## EXERCISE OBJECTIVE
Your answer should be a faithful copy of the entire listing.

=======

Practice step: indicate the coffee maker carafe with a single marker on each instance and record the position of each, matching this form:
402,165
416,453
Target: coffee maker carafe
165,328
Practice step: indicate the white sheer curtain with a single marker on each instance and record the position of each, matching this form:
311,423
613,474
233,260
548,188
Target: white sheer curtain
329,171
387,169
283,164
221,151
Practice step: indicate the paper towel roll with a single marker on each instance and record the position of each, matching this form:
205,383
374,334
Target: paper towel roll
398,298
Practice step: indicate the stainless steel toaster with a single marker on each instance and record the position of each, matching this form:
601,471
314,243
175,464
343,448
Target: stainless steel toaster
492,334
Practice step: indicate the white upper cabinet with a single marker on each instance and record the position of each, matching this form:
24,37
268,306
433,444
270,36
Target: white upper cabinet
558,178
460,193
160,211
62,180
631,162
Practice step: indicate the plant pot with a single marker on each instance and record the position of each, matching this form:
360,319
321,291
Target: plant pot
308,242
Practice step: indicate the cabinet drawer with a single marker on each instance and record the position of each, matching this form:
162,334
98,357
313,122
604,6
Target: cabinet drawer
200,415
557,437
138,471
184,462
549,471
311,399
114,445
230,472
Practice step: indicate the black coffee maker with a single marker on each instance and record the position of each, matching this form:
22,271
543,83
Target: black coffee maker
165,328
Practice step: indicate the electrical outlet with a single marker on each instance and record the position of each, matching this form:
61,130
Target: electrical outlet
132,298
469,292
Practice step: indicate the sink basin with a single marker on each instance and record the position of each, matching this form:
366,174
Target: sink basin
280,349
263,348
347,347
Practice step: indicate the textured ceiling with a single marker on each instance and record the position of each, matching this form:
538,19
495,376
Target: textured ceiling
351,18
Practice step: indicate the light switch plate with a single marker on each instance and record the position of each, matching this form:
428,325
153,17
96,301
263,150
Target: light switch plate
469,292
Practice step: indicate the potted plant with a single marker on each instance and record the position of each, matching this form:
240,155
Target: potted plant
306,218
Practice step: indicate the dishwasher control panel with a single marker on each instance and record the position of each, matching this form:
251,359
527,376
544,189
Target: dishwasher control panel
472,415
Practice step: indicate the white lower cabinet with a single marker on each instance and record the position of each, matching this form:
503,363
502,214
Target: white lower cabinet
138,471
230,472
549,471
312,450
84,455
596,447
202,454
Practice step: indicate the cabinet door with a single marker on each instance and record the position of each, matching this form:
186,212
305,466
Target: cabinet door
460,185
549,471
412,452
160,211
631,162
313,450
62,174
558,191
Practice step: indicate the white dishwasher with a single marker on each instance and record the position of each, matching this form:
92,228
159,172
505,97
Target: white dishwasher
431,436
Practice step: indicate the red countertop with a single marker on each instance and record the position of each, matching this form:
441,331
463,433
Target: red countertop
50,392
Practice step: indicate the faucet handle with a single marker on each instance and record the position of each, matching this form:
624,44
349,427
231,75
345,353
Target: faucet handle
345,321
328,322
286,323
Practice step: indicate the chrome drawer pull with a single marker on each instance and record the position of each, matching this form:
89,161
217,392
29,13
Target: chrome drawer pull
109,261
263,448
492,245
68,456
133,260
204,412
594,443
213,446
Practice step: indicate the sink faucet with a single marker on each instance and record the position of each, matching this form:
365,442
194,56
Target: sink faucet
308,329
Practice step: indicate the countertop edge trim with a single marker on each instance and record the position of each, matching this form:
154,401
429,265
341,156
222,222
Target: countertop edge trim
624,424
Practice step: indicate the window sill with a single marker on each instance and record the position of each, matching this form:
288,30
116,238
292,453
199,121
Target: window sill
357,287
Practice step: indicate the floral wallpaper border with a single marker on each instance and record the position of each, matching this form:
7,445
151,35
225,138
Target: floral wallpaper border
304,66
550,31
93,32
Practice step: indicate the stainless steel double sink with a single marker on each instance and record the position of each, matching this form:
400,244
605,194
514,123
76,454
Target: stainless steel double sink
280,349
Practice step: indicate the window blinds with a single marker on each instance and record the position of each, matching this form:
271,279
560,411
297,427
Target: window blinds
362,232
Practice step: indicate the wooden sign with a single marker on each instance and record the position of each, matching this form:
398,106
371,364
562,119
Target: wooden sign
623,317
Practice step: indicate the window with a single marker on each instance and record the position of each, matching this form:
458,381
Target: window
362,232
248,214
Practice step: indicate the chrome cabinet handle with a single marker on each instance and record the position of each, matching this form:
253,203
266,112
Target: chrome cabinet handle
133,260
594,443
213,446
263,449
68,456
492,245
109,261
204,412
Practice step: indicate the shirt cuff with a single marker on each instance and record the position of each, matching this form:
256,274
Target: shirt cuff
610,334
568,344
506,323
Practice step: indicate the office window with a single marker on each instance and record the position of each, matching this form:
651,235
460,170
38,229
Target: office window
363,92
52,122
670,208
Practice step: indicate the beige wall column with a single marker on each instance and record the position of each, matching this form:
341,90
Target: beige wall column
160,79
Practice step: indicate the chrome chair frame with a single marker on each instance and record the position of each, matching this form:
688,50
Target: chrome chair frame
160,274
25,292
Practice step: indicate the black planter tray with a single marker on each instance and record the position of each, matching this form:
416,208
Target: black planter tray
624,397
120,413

=======

## ANSWER BOX
Practice step: indicate the coffee maker carafe with a single marker on each instance and record the position of each, matching this form:
402,165
416,453
Target: coffee maker carafe
165,328
Practice step: indicate the white sheer curtain with a single marker on each instance and record the position of each, matching this form:
311,423
613,474
233,260
548,188
Target: white sheer curtain
329,171
387,169
283,164
221,151
Practice step: indicate the paper towel roll with a single marker on each instance and record the position of each, matching this form:
205,383
374,334
Target: paper towel roll
398,298
Practice step: indicate the stainless steel toaster with a single marker on each instance and record the position of each, matching this form:
601,471
314,243
175,464
343,448
Target: stainless steel toaster
492,334
Practice step: indicate the white upper cabinet with a single marker on each instance and record the position of each, matching this form:
24,37
268,306
433,444
270,36
Target: white upper cabinet
558,178
460,193
160,211
62,180
631,162
Practice step: indicate the plant pot with a single marker on each instance and record the position of each, matching this form:
360,319
321,291
Target: plant pot
308,242
Practice step: indicate the cabinet drawer with a single marker on each instance and record the position of each, matching this form:
162,334
98,357
313,122
604,6
Target: cabinet drawer
200,415
557,437
138,471
184,462
549,471
311,399
114,445
230,472
Practice step: indicate the black coffee maker with a single marker on each instance and record the position of each, matching this form:
22,271
543,83
Target: black coffee maker
165,328
Practice step: indicate the electrical outlet with a single marker on each instance and record the position of each, matching this form:
61,130
Target: electrical outlet
132,298
469,292
Practice step: indicate the sink basin with a single marker on each instance and record the position of each, matching this form:
366,174
Target: sink basin
280,349
263,348
347,347
Practice step: indicate the textured ceiling with a single marker on each instance and record the position of each, matching this form:
538,19
495,376
Target: textured ceiling
351,18
Practice step: indicate the light switch plate with a single marker on each instance and record the position of each, matching this form:
428,325
153,17
96,301
263,150
Target: light switch plate
469,292
Practice step: indicate the potted plant with a single marker on each instance and record the position of each, matching this form:
240,155
Target: potted plant
306,218
Practice step: indicate the dishwasher control panel with a single marker on each instance and record the position of each, matching this form:
251,359
527,376
544,189
Target: dishwasher control panel
472,415
Practice step: indicate the white lower cabinet with a single marker on each instance and record the position of each, matching this form:
503,363
502,214
Target: white lower cabinet
138,471
230,472
549,471
312,450
84,455
596,447
202,454
Practice step: indicate the cabinet door with a single marker on each instance and record the position of each, matching this form:
186,212
305,466
Target: cabinet door
460,185
549,471
412,452
160,211
631,162
313,450
62,174
558,191
Practice step: indicate the white dishwasher with a single marker on each instance and record the position of each, matching this form:
92,228
159,172
505,97
Target: white dishwasher
431,436
Practice step: indicate the red countertop with a single marker on each instance and record the position of each, matching this form:
441,331
463,433
Target: red countertop
50,392
Practice step: indicate the faucet handle with a single marker on each instance and record the position of each, matching this form:
624,44
349,427
231,75
345,353
Target: faucet handle
345,321
328,322
286,323
Practice step: indicate the chrome drawer pull with a single marker on each instance and record the position of each, matching this form:
89,161
217,392
29,13
Target: chrome drawer pull
109,261
263,448
492,245
68,456
133,260
204,412
594,443
213,446
Practice step: indicate the sink faucet with a single marker on each instance and record the position of each, matching this form:
365,442
194,56
Target: sink faucet
308,329
Practice step: indicate the countertop edge trim with a single marker on each instance and record the position of each, matching this form:
154,401
429,265
341,156
222,222
Target: countertop edge trim
624,424
Practice step: indicate the window sill with a single marker on each instance and record the position of each, matching this form:
288,30
116,238
292,453
199,121
Target: window sill
357,287
Practice step: indicate the floral wallpaper border with a single marker on each instance and record the position of each, matching this form:
7,445
151,35
225,138
Target: floral wallpaper border
304,66
550,31
93,32
Practice step: indicate the stainless steel double sink with a single marker on each instance and record the position of each, matching this form:
400,244
605,194
514,123
76,454
Target: stainless steel double sink
280,349
Practice step: indicate the window blinds with a single marker on each instance and record the position of each, matching this form:
271,279
560,411
297,427
Target: window blinds
362,232
Practice step: indicate the wooden sign with a single marker on each instance and record the position of each, matching this form:
398,106
371,364
562,119
Target: wooden sign
623,317
Practice step: indicate the window with a single marker on each instance and record the position of each, matching this form:
458,381
Target: window
362,232
248,214
Practice step: indicate the chrome cabinet handle with a single marker on each instance and record the position of each, matching this form:
253,203
266,112
Target: chrome cabinet handle
133,260
594,443
213,446
263,449
68,456
492,245
109,261
204,412
Practice step: indicate the shirt cuff with a single marker on each instance and record the position of each, matching this form:
256,274
Target: shirt cuff
610,334
568,344
506,323
Practice step: indicate the office window with a single marker on each instance and record the position of each, matching this form:
651,235
460,170
38,229
Target: office window
363,92
52,122
670,208
Practice step: indicate the beige wall column with a single marker on each instance and record the position of each, matching this form:
341,90
Target: beige wall column
160,79
Practice step: indicate the chrome chair frame with a single marker on each instance and record the position of each, matching this form:
688,50
Target: chrome chair frame
160,274
25,292
Practice step: indicate the black planter tray with a single marker on each instance and record the position of each, matching this form:
416,208
Target: black planter tray
624,397
120,413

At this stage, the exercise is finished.